- [Ausgangstext]
---

Pfizer bestehe auf die Einhaltung des Vertrages. Dieser hat ein Volumen von zehn Milliarden Euro. Laut „Financial Times“ geht aus dem Vertrag hervor, dass Pfizer bereit sei, die ursprünglich bestellten, aber nicht abgenommenen Einheiten gegen eine „Stornogebühr“ von 10 Euro pro Einheit zu stornieren. Was in Summe 2,2 Milliarden Euro für nichts, sprich Stornogebühr, ausmache. Wobei für Pfizer dann noch die geschätzten 70 Cent Herstellungskosten pro Impfdosis entfielen.

Zudem ist eine Vertragsverlängerung über 2023 hinaus und eine Preiserhöhung pro Dosis im neuen Vertrag mit Pfizer vorgesehen.

---

- [Bereitgestellte Angaben]
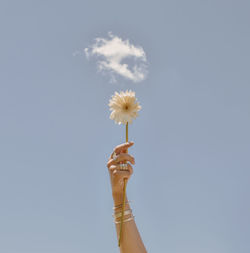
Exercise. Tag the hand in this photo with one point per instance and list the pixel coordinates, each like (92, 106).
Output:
(116, 174)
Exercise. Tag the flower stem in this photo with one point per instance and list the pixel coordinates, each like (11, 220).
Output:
(124, 195)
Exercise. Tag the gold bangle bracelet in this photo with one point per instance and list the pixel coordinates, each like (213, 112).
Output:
(126, 220)
(119, 214)
(119, 206)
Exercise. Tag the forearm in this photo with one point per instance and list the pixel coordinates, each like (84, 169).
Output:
(131, 241)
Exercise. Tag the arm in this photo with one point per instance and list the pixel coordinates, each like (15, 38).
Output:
(131, 241)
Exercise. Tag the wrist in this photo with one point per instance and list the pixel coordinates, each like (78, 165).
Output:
(118, 198)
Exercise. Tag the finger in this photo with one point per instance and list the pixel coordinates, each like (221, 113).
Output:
(119, 175)
(112, 168)
(121, 158)
(123, 147)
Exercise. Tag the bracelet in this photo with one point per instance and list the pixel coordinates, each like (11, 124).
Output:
(115, 207)
(129, 219)
(119, 214)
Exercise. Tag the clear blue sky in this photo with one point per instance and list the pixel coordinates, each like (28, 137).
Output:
(190, 189)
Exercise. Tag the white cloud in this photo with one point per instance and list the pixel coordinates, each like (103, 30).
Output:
(111, 54)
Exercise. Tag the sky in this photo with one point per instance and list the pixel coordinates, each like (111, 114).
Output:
(190, 188)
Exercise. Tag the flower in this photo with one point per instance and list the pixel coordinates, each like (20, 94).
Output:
(124, 107)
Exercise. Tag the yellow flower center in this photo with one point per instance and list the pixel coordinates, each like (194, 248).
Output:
(126, 107)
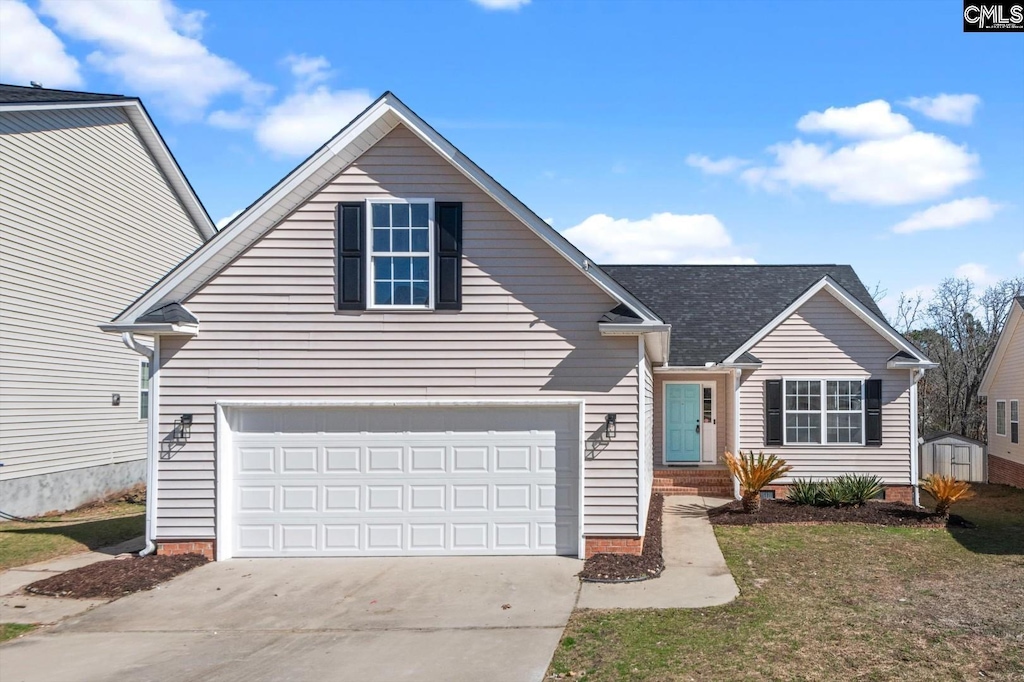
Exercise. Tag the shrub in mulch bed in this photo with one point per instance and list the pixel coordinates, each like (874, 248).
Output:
(108, 580)
(878, 513)
(631, 567)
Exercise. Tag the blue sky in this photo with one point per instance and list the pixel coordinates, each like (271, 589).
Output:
(873, 134)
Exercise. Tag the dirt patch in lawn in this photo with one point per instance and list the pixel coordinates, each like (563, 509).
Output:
(109, 580)
(876, 513)
(631, 567)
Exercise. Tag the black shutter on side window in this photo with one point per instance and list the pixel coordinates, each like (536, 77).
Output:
(351, 257)
(448, 295)
(773, 412)
(872, 412)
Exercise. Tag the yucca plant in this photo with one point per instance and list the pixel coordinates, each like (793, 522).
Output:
(946, 491)
(806, 492)
(754, 472)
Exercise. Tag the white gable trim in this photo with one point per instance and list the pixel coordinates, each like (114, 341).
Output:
(1011, 328)
(368, 128)
(855, 306)
(155, 145)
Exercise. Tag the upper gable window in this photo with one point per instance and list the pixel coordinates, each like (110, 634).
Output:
(400, 253)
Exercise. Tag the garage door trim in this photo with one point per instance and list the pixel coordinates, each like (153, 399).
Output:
(224, 433)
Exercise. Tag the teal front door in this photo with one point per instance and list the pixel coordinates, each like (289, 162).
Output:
(682, 423)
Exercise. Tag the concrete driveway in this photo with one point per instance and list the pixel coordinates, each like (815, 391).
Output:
(296, 620)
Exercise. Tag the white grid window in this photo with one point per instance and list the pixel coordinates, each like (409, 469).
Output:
(400, 253)
(836, 403)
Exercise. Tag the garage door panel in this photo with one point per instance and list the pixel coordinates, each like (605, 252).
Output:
(489, 492)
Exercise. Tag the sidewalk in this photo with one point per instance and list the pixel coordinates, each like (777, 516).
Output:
(695, 573)
(16, 606)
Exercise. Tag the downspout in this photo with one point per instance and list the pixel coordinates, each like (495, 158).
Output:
(915, 376)
(152, 354)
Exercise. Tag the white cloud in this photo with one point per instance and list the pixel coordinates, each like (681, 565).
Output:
(976, 272)
(872, 120)
(305, 120)
(950, 109)
(723, 166)
(664, 238)
(502, 4)
(911, 168)
(227, 218)
(30, 51)
(949, 215)
(156, 49)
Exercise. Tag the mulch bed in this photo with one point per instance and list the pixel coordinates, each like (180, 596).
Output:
(876, 513)
(631, 567)
(108, 580)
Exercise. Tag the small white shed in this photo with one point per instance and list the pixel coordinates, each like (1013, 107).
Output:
(950, 454)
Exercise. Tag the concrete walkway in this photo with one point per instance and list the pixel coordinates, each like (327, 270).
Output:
(15, 606)
(695, 573)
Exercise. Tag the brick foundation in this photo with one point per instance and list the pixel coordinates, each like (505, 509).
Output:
(613, 546)
(893, 493)
(1005, 472)
(204, 547)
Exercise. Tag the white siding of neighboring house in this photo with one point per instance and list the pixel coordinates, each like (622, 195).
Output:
(87, 223)
(527, 329)
(824, 339)
(1008, 384)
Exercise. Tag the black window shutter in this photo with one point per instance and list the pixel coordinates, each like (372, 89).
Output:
(872, 412)
(773, 412)
(351, 257)
(449, 256)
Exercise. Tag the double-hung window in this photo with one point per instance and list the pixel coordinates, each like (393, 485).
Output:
(400, 269)
(143, 389)
(824, 411)
(1015, 417)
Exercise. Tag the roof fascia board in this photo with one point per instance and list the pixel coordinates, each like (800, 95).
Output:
(855, 306)
(154, 142)
(253, 214)
(1013, 322)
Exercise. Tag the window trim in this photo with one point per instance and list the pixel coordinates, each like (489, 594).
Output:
(823, 387)
(431, 255)
(143, 367)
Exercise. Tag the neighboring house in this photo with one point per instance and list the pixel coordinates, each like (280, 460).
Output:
(949, 454)
(389, 354)
(93, 209)
(1003, 385)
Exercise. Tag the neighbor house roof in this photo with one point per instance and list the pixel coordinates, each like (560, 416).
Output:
(19, 93)
(715, 309)
(311, 175)
(18, 98)
(1009, 329)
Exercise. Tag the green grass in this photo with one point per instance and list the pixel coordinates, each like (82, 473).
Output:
(12, 630)
(835, 602)
(24, 543)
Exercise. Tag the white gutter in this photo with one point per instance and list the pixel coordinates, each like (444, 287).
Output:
(153, 354)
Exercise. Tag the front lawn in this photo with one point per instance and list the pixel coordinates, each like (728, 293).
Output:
(835, 602)
(47, 538)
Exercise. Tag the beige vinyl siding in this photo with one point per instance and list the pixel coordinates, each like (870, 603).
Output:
(527, 329)
(823, 339)
(1008, 384)
(723, 409)
(87, 223)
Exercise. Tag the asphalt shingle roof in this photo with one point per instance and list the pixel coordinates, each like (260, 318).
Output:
(713, 309)
(16, 94)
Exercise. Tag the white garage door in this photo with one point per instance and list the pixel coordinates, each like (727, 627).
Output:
(389, 481)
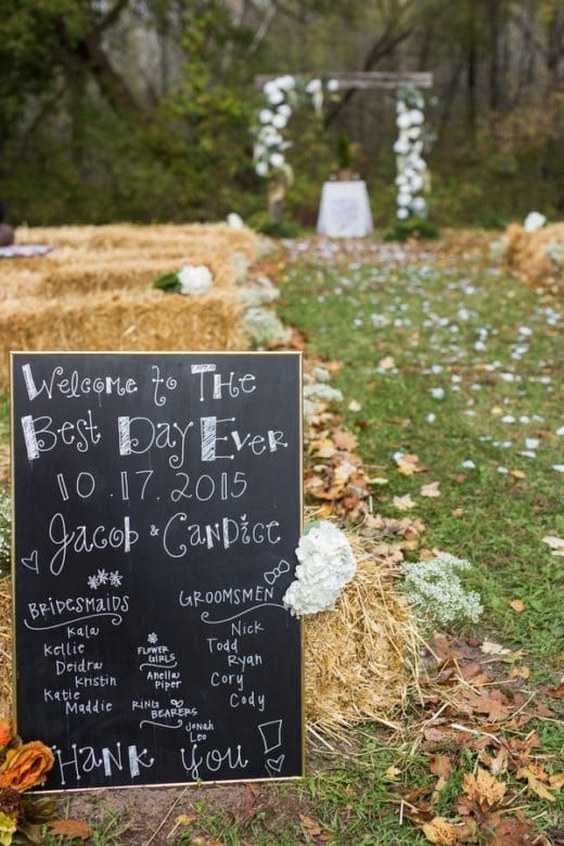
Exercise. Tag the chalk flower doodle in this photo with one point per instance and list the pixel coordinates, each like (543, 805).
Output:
(326, 565)
(191, 280)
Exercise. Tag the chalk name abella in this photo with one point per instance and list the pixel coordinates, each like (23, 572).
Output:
(157, 495)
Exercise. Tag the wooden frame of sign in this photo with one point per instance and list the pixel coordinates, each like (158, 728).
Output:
(157, 509)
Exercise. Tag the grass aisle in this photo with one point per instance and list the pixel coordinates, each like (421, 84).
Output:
(462, 366)
(457, 363)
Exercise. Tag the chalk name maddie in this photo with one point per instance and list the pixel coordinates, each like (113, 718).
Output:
(157, 502)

---

- [Arbeitsauftrag]
Geben Sie aus dem Text zum Pfizer-Vertrag den Abschnitt zwischen „Pfizer bestehe auf“ und „pro Impfdosis entfielen.“ einschließlich wortgetreu wieder.

- [Lösung]
Pfizer bestehe auf die Einhaltung des Vertrages. Dieser hat ein Volumen von zehn Milliarden Euro. Laut „Financial Times“ geht aus dem Vertrag hervor, dass Pfizer bereit sei, die ursprünglich bestellten, aber nicht abgenommenen Einheiten gegen eine „Stornogebühr“ von 10 Euro pro Einheit zu stornieren. Was in Summe 2,2 Milliarden Euro für nichts, sprich Stornogebühr, ausmache. Wobei für Pfizer dann noch die geschätzten 70 Cent Herstellungskosten pro Impfdosis entfielen.